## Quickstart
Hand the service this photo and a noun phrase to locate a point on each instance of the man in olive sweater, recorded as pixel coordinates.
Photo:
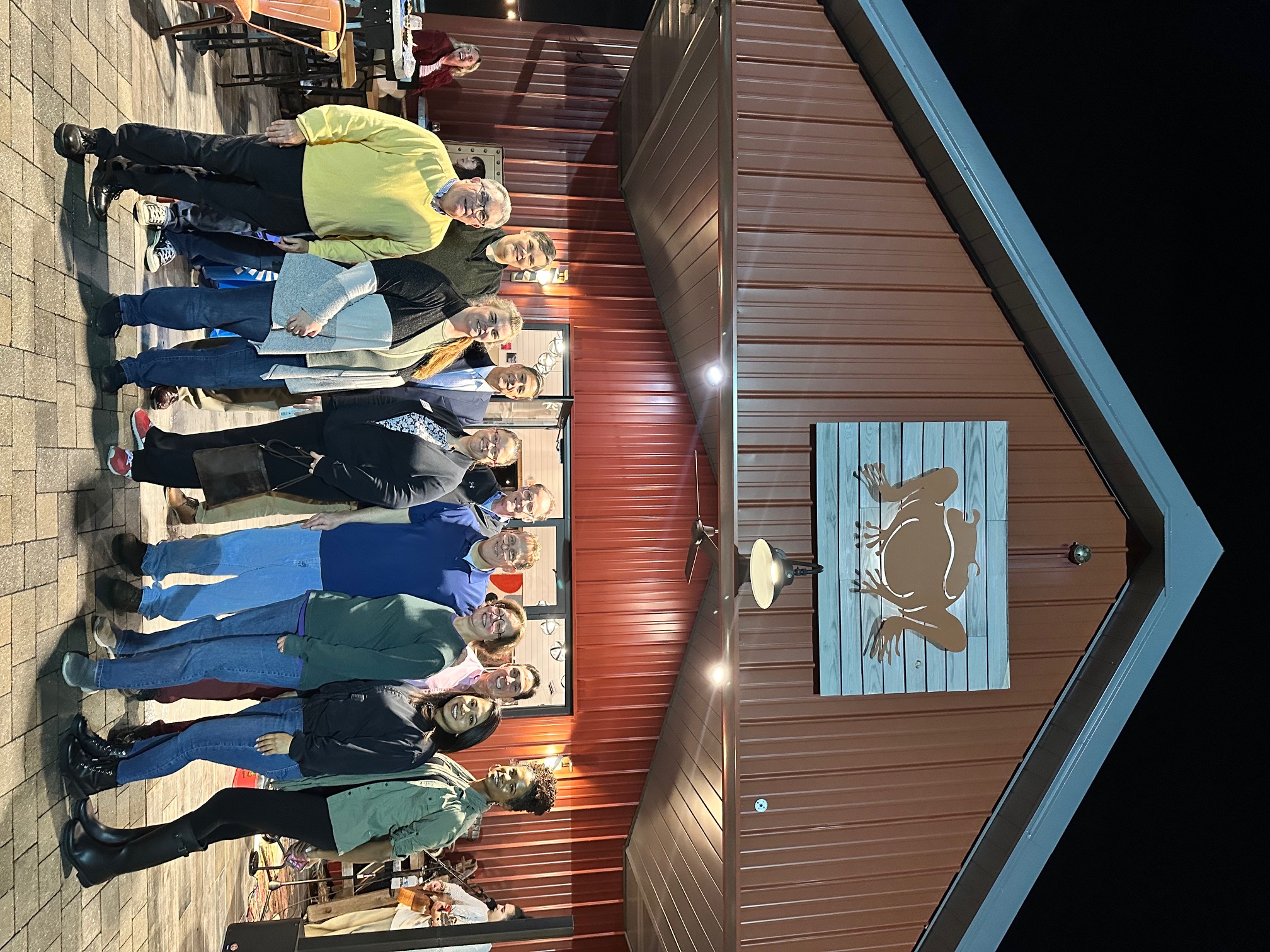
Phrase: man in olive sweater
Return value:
(369, 184)
(474, 259)
(302, 643)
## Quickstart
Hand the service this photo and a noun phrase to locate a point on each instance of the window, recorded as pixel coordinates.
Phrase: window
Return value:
(542, 426)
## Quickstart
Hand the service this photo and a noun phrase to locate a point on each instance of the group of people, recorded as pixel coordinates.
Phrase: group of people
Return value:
(365, 632)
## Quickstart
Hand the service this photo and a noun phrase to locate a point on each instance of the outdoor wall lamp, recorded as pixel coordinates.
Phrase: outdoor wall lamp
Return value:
(767, 569)
(556, 275)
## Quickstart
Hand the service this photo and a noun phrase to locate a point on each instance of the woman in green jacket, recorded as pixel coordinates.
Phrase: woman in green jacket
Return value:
(304, 643)
(427, 809)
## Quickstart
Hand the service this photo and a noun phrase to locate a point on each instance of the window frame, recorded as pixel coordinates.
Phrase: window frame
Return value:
(563, 523)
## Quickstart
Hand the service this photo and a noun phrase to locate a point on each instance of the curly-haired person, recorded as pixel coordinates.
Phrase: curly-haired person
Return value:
(353, 819)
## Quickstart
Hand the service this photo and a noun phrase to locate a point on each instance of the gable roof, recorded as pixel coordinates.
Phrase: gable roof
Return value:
(1078, 734)
(722, 242)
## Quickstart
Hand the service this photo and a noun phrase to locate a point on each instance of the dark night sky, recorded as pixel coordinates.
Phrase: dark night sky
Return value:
(1124, 128)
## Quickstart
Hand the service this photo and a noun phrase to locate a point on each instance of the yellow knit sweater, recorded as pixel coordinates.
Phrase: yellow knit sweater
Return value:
(369, 183)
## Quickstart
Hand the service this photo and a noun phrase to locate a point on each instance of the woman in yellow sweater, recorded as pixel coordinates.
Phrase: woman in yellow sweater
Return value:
(366, 183)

━━━━━━━━━━━━━━━━━━━━━━━━━━━━━━

Reproduce every line exactly and omit all pictures.

## Solution
## Quickstart
Hand the service this photo and a noun phrase to locate a point on each instance of the man in olive sweater, recorded as pixel coordinates.
Photo:
Phrase: man in olive sweater
Return value:
(369, 184)
(474, 259)
(302, 643)
## Quickstart
Hand the service this photo and a noun phrase to locate a point on each instance of the window, recorded as pixel coordinates.
Phrase: window
Return value:
(542, 426)
## Quickstart
Hand the service this photo and a noun phrase to locate a point on each instance of the group of people, recorded as pixel coordinates.
Phrase: group of people
Return value:
(365, 632)
## Quickstart
Hand the service this photo and a noun phrase to locate a point on each instance of the outdoor wall lamp, recorded as pixel coordinates.
Phrase: outdoor wall lamp
Return value:
(767, 569)
(556, 275)
## Quickstart
Hand the service this photo and a noun phrase to locate a point on each instance of the woman in green jacket, recorded as pixel coordinates.
Phrase: woman in green jacket
Return value:
(304, 643)
(427, 809)
## Quickstart
Hand the service this photo and a noun phrase to locate a point on each instance of the window frame, recorded as pixel coordinates.
Phrase: window frame
Return value:
(563, 523)
## Quickstart
Hand the service this photo and a noun phrase to locate a point on each instance of the curly-haired person, recorded as pixel coordinates.
Phrase: curly-haired person
Return value:
(353, 819)
## Quickstart
Hand the service this photo and a noun phrase to locate a point on each instance of the gable roof, recorded as pixel coordinates.
Phrase: gable roof
Return value:
(1078, 734)
(722, 242)
## Quickstart
Hand the service this photo and a noun phrase to locate a point on each instance of the dark night sky, recorded as pixel coordinates.
Phrase: dark night sky
Return value:
(1124, 128)
## Quickstart
Hand the service this photo and a noun phrase to locate a point on each instance of the yellow knit sweater, recorded as pixel coordinates.
Phrase: yellow knit sweater
Return value:
(369, 183)
## Quickstart
Hand the service this photo and a noun phrase to locate a point on each instance of the woman in yellow sweater, recorded as pixel coordinates.
Phrase: woman in yellow sweater
Return value:
(366, 183)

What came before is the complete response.